DATA SUPPLIED: Begin
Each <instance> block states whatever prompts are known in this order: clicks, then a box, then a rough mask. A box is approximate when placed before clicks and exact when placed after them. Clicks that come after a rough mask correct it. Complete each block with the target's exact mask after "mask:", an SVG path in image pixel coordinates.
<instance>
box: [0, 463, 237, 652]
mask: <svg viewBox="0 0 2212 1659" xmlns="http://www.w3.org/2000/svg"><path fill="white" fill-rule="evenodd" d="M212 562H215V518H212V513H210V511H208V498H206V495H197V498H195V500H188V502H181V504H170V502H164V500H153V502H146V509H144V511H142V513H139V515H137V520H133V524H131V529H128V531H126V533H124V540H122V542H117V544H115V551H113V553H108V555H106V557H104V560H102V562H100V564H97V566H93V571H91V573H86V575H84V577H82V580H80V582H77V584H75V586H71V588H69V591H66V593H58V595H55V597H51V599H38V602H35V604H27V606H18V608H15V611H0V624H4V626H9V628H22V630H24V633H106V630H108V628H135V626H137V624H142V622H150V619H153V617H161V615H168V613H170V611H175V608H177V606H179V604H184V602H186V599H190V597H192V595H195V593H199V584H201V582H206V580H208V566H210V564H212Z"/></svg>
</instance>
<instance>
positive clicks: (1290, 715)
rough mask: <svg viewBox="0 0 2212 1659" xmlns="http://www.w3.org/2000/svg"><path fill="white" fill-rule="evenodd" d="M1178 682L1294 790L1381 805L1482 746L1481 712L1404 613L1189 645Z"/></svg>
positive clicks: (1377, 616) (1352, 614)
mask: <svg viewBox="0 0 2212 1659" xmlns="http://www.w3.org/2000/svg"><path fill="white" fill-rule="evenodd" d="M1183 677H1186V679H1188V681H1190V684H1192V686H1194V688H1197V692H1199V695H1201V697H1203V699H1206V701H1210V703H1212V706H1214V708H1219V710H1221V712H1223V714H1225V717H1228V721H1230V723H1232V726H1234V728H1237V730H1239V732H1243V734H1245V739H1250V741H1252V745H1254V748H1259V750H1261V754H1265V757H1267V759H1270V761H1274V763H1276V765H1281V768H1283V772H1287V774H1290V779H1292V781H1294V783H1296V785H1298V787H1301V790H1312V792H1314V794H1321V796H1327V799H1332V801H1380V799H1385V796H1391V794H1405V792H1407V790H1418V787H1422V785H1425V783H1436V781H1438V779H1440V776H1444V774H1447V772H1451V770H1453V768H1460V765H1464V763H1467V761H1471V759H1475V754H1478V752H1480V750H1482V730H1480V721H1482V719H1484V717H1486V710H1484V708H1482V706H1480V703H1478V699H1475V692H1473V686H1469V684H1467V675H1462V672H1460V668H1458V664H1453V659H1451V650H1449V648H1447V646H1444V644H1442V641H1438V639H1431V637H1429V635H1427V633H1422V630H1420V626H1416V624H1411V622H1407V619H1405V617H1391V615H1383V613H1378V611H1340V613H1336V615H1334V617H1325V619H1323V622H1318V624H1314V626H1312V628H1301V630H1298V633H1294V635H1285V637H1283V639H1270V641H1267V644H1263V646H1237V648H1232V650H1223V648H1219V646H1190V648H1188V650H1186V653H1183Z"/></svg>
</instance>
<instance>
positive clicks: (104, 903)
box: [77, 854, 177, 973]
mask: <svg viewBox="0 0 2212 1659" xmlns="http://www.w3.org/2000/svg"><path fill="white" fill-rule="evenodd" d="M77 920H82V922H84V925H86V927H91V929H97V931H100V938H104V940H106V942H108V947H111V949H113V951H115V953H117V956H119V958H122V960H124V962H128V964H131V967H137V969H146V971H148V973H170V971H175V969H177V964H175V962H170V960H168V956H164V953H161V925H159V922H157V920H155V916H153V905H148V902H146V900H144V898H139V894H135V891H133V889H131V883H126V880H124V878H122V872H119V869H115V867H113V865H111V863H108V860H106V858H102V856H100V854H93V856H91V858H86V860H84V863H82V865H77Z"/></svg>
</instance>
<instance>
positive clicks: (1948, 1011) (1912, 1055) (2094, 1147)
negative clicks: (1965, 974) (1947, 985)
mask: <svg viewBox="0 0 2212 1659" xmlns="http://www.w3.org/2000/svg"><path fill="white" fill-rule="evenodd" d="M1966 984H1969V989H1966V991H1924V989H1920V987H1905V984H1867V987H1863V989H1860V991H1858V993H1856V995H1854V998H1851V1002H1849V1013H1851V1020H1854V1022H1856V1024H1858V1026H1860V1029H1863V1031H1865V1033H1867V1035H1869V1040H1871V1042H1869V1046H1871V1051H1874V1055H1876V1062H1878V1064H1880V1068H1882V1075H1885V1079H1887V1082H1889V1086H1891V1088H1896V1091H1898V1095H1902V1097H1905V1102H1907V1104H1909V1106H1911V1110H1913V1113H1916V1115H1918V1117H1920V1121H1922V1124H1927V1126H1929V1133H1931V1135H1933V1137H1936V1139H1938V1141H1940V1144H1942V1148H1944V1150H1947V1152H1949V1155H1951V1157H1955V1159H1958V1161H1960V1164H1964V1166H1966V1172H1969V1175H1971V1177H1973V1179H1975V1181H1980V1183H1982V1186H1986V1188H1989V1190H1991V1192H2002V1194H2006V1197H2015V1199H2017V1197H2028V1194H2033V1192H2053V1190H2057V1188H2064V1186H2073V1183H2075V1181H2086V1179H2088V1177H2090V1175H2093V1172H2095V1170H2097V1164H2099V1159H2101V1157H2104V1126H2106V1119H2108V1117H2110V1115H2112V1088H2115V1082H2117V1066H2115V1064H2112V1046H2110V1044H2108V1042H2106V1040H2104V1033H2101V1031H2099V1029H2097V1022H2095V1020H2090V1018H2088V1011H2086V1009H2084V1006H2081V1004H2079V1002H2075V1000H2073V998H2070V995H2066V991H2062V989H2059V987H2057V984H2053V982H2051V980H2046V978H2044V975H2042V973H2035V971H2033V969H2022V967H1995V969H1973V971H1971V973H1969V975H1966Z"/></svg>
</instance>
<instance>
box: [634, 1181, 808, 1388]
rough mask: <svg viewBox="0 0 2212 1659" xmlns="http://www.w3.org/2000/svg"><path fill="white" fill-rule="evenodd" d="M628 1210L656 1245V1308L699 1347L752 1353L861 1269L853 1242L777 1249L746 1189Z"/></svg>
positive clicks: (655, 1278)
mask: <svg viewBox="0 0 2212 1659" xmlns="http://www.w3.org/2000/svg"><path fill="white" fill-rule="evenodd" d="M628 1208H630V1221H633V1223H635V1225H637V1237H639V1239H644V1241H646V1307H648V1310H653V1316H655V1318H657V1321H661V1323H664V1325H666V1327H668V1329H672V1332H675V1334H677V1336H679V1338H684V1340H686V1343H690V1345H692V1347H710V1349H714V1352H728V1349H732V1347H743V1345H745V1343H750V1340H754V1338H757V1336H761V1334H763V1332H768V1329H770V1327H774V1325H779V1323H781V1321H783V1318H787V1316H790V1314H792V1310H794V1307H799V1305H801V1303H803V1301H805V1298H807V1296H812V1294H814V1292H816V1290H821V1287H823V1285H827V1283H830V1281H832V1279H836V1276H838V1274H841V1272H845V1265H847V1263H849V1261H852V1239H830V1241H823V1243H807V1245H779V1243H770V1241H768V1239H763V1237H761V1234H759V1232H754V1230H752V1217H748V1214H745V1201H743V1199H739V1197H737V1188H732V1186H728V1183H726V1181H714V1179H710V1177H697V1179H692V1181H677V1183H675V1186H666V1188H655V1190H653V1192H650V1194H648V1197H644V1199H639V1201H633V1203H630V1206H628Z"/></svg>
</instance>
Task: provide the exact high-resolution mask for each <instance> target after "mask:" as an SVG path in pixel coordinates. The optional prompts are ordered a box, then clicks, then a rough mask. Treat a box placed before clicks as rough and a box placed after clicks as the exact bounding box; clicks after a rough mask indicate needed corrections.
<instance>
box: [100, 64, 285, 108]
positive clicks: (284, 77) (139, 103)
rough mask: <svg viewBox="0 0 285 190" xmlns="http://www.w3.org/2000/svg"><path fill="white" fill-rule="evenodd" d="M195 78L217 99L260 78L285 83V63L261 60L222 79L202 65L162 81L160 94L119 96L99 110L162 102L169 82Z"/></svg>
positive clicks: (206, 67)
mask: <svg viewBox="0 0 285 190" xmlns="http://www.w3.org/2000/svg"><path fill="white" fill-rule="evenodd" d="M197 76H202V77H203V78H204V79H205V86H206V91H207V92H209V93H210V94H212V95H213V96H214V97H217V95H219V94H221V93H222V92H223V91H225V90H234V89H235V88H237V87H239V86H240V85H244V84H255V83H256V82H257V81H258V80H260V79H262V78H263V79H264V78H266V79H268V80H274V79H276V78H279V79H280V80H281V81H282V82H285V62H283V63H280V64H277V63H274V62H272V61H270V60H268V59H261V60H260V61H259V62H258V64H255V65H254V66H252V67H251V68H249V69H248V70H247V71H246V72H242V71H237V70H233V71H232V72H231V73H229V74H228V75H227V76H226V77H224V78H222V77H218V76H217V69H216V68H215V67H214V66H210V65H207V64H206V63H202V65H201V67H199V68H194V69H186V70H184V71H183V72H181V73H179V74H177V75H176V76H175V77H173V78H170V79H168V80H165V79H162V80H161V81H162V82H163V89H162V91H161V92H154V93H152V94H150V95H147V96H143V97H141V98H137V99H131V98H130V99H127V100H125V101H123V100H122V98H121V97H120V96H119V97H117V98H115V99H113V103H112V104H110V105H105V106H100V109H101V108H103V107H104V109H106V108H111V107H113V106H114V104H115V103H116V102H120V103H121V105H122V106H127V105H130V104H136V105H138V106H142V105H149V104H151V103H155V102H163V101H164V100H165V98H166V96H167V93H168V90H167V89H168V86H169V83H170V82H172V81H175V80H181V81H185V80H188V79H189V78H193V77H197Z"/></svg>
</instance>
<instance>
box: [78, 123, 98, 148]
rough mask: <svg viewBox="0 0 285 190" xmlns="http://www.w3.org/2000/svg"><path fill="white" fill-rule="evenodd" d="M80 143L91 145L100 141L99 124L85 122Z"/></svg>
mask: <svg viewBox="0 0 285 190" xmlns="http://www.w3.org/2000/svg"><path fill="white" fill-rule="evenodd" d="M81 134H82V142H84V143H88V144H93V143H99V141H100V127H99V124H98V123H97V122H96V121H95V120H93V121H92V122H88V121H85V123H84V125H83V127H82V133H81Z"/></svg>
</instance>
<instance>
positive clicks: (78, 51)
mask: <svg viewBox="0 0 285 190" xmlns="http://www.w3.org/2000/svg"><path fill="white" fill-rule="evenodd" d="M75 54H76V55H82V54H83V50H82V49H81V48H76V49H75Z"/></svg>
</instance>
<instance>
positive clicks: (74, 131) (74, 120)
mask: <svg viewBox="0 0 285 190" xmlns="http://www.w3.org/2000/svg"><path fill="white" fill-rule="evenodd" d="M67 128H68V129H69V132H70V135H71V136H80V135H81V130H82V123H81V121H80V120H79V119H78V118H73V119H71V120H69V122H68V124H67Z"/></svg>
DATA SUPPLIED: End
• **ASSIGNED TASK**: Copy the listing word for word, beginning with its first line and ending with the line that contains "box: [0, 463, 237, 652]", both ends included.

• **RESULT BELOW**:
Each <instance> block states whatever prompts are known in this order: clicks, then a box, then a rough mask. A box is approximate when placed before clicks and exact when placed after them. Clicks that come after a rough mask correct it. Complete each block with the target's exact mask after "mask:", an SVG path in image pixel coordinates.
<instance>
box: [0, 463, 237, 652]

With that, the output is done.